::: Text shown :::

P-51 Mustang &quot;Daddy&#x27;s Girl&quot; © Keith Breazeal by Keith Breazeal Photography, on Flickr

And remember to scan for what's going on around you. Some of my favorite shots are not in the air. 



Peek-A-Boo Preflight © Keith Breazeal by Keith Breazeal Photography, on Flickr


----------



## sagittariansrock (Oct 28, 2014)

Jim Saunders said:


> sagittariansrock said:
> 
> 
> > Great shot, and great advice, Jim!
> ...



I am curious because I only have theoretical knowledge, but wouldn't Case 2 of AI servo setting preclude focusing on new objects entering the frame?


----------



## sagittariansrock (Oct 28, 2014)

TexPhoto said:


> Practice your panning technique. Cars on a road make a nice a analog. Remember to focus on something on the plane, pic a feature, put the center focus spot on that. Set the IS to the right mode.
> 
> Are you close? There will be planes coming in the days before, acrobatic teams will be practicing. Might be your chance to shoot some keepers without having to fight for space.
> 
> Get a schedule, know your events, don't miss something you don't want to miss.

:::

Set tasks
1. In the aircraft photography thread, what does TexPhoto suggest as a good analog for practicing panning?
2. List every forum name in the aircraft photography thread that appears as a post header or right before "said:".
3. Extend the aircraft photography thread past its final line.

::: Raw data :::

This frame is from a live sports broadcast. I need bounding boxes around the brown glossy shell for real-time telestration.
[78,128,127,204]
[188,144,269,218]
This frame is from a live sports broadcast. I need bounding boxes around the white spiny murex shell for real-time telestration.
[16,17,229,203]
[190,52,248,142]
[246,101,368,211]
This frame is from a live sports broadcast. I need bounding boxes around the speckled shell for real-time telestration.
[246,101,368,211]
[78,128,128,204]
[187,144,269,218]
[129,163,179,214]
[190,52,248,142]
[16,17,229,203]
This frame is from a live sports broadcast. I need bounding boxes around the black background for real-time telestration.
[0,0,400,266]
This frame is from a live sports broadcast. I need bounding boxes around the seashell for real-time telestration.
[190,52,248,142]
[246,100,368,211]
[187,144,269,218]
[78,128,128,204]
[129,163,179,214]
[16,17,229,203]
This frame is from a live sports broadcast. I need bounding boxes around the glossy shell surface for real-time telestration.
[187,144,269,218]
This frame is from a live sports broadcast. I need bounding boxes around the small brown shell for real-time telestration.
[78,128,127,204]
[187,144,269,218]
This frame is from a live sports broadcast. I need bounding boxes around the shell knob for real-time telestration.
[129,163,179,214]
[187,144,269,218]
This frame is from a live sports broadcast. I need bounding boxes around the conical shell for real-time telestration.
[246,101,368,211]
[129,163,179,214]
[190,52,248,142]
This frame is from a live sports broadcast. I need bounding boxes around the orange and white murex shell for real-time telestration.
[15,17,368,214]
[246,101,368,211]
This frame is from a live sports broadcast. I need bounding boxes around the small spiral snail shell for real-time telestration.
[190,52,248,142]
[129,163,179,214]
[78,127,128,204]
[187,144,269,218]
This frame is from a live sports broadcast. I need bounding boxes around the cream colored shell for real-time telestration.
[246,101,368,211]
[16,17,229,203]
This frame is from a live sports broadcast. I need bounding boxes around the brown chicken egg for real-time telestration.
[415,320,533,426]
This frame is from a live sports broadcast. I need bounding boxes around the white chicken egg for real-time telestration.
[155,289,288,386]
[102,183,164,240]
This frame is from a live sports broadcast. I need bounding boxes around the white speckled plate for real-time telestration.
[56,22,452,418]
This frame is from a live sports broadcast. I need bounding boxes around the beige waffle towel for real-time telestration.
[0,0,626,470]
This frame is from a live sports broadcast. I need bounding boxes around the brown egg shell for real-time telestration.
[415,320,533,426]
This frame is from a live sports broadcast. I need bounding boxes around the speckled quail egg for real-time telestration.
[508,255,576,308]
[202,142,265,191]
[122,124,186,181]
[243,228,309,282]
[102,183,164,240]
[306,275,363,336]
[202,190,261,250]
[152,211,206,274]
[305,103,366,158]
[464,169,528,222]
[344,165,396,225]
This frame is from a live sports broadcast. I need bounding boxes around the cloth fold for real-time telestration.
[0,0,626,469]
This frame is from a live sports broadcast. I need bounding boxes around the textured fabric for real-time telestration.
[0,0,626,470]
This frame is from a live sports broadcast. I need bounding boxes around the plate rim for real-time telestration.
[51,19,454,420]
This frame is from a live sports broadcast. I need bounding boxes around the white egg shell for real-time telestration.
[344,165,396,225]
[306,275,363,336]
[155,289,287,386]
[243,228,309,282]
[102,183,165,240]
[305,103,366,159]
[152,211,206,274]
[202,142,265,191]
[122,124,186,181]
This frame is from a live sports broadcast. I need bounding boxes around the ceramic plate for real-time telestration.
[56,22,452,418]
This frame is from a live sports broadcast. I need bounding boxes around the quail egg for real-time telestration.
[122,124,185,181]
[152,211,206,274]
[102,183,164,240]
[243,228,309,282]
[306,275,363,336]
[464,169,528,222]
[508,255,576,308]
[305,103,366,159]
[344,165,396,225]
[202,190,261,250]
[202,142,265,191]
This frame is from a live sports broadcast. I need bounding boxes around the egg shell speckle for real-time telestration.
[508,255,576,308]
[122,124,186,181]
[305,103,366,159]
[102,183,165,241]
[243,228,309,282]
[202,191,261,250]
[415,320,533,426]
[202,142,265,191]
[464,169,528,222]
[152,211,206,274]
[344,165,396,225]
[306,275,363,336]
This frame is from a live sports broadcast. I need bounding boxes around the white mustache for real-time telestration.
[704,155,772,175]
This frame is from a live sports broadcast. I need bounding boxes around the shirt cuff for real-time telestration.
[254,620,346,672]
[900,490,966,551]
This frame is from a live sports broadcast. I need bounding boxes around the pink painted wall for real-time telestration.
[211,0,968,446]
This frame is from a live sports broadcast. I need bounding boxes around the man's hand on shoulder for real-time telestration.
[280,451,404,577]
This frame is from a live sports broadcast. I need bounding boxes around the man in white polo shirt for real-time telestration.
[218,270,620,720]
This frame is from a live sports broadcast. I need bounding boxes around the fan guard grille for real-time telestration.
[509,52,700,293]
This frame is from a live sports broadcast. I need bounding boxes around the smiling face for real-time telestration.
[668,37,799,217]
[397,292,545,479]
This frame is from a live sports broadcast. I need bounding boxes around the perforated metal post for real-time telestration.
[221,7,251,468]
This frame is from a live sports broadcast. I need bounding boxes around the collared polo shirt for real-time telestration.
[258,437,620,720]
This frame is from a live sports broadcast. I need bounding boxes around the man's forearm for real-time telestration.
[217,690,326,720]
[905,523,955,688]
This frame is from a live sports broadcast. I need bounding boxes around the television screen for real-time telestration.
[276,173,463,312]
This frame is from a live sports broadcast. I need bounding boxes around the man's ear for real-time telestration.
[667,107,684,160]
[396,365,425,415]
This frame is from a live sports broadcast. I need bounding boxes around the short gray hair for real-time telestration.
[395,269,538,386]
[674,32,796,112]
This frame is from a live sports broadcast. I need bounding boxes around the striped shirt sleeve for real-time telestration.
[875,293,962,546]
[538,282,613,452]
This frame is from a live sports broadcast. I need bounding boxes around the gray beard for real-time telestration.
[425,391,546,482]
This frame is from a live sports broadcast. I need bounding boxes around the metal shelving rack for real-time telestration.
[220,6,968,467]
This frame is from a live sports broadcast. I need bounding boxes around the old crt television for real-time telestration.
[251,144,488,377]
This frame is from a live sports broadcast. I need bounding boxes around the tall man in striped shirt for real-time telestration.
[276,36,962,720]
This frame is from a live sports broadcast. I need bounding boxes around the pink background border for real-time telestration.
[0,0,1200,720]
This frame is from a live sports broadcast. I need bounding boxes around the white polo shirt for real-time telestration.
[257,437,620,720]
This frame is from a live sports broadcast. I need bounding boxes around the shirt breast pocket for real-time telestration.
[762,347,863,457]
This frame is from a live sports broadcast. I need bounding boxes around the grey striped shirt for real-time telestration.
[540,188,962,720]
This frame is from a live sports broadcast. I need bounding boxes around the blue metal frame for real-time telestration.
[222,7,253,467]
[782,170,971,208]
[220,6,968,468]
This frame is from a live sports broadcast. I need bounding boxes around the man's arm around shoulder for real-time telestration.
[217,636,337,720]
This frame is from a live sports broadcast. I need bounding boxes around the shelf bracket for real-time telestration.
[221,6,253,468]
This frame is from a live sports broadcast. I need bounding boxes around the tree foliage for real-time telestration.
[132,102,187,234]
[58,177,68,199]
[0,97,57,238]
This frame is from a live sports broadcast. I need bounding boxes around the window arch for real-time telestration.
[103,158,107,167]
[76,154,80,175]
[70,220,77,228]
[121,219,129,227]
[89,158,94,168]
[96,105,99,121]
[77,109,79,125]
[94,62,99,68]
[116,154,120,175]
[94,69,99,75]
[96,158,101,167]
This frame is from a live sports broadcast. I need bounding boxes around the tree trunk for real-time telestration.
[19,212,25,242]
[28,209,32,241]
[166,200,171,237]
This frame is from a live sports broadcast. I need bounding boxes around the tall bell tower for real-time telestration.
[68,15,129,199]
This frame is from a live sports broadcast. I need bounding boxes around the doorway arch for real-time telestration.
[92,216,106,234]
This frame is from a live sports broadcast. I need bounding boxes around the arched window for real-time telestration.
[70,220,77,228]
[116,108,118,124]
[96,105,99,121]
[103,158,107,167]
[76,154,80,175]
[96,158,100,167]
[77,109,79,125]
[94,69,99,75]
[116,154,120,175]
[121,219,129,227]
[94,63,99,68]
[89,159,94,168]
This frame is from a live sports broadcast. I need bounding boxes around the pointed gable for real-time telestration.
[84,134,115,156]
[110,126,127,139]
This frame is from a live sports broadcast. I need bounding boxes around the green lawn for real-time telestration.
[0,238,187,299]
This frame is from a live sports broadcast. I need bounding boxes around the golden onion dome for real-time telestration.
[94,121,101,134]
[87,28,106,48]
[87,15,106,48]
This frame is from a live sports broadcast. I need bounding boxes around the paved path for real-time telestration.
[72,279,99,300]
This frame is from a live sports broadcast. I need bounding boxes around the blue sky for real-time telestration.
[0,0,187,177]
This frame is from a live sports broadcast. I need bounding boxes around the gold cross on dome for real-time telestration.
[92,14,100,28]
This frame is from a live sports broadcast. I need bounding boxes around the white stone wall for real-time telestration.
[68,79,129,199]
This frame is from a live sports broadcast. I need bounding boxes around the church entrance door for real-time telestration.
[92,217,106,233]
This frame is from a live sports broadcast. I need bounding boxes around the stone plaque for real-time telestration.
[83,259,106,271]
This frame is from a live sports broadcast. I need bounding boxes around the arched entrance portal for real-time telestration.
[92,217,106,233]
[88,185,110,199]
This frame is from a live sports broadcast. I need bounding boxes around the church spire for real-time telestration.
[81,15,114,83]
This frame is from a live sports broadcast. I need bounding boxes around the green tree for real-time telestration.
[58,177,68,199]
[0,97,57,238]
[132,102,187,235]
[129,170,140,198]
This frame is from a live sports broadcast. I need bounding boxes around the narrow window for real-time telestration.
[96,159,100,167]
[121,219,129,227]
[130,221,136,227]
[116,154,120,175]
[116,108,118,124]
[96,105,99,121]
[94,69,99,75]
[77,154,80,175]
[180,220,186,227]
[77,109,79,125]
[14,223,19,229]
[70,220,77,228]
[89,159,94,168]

:::

Responses for each task
1. Cars on a road.

2. sagittariansrock, Jim Saunders, TexPhoto

3.
I shall try and do a bit of panning practice on the helicopters and airplanes that fly above where I work.
Unfortunately, I won't get the opportunity to get near Ellington before Sunday.
I have set the IS to mode 2 and taped over it, LOL!
I am not very close- I only have general admission. Hope to get it early and pick a spot near the fence.
Thanks for all the advice!


----------



## sagittariansrock (Oct 28, 2014)

bluemoon said:


> stay off to the side rather than the center of the field. Planes are starting their turns and generally doing more stuff there then in the middle.
> 200 will probably not be long enough, I took the 100-400 and wished for more most of the time.
> I underexposed by up to a stop to get some detail in the sky.
> 1/1000th was the min speed to get a crisp image for me. Most of the show was shot in M. I tried the spot metering, but it was all over the place on my 6D so I switched to manual. With 5DIII you might have better luck.
> ...




Thanks for the advice re location. I would have done exactly the opposite had I not known.
I shall be bringing my 2x III, so I will have a range of 140-400. I know the 100-400 would have been better, but it will not be cost-effective to rent.
I took your advice to underexpose and set it as two of the custom functions- TVs at 1/2000 (61-point auto select) and 1/800 (zone selection) respectively. The third is set to Manual with 1/500 and f/5.6. All on Auto ISO.
Enough cards and battery- check!
Sunscreen and fluids- check!
Thanks so much! Great shot of the blue angels!


----------



## sagittariansrock (Oct 28, 2014)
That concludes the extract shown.